L’obiettivo del progetto appena descritto è quello di far crescere il territorio, con l’auspicio che esperienze di questo tipo si moltiplichino. Il lecchese è infatti un territorio a forte vocazione industriale, tanto da essere diventato distretto industriale della metalmeccanica. L’esigenza è che scuola e lavoro dialoghino al fine di alimentare e implementare la cultura industriale del territorio, per avere da un lato un mercato del lavoro in cui domanda e offerta si incontrino, dall’altro persone consapevoli e attive nel contesto in cui vivono.
━━━━━━━━━━━━━━━━━━━━━━━━━━━━━━
### [LAVORO DA SVOLGERE]
Secondo il testo della pagina, di quale settore il lecchese è diventato distretto industriale?

### [Record di punti etichettati]
━━━━━━━━━━━━━━━━━━━━━━━━━━━━━━
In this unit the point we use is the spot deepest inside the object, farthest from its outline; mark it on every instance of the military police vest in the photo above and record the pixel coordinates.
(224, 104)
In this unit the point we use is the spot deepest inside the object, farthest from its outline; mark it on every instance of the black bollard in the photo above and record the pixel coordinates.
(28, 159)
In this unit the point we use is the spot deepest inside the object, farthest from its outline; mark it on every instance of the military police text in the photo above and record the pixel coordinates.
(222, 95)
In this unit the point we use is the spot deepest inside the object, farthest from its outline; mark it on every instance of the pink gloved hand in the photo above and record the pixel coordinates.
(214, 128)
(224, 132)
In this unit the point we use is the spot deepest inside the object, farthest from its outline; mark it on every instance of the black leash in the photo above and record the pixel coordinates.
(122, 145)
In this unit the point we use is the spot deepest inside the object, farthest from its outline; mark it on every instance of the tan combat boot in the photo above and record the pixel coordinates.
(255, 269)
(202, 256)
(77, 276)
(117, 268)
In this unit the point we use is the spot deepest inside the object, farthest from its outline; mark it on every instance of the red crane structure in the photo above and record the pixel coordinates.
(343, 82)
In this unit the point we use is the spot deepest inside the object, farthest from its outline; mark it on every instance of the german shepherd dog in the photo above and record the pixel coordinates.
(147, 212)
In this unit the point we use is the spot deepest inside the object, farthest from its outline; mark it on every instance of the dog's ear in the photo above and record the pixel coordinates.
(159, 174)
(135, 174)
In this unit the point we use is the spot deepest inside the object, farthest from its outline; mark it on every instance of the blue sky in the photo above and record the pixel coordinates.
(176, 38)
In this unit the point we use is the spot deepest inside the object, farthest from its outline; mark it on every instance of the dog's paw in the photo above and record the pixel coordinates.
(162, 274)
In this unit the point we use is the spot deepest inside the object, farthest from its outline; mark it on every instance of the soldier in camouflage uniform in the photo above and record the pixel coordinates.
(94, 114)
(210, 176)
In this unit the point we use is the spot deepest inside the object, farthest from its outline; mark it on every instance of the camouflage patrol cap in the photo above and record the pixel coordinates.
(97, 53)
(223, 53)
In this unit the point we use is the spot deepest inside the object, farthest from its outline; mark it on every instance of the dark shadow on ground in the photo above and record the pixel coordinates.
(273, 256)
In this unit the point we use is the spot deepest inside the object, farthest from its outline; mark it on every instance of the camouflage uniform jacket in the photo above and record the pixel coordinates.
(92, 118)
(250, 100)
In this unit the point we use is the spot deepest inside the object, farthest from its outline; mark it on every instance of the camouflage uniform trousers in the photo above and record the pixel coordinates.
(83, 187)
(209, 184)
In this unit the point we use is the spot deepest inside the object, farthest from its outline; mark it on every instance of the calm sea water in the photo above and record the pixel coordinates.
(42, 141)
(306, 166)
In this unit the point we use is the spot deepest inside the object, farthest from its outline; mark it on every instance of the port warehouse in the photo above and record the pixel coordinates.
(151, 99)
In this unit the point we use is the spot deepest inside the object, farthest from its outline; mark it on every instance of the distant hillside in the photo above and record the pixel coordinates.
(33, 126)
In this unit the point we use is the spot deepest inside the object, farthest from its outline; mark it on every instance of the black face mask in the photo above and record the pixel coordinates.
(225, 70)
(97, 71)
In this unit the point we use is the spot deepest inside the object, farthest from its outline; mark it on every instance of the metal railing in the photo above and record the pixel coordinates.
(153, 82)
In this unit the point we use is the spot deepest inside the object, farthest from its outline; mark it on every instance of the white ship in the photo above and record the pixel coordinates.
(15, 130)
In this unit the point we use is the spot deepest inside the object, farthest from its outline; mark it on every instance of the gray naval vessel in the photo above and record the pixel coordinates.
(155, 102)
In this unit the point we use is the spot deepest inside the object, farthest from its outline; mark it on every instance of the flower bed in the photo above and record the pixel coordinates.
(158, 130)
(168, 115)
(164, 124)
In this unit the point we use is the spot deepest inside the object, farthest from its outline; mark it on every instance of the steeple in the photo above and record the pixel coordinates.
━━━━━━━━━━━━━━━━━━━━━━━━━━━━━━
### [RISPOSTA SCRITTA]
Della metalmeccanica.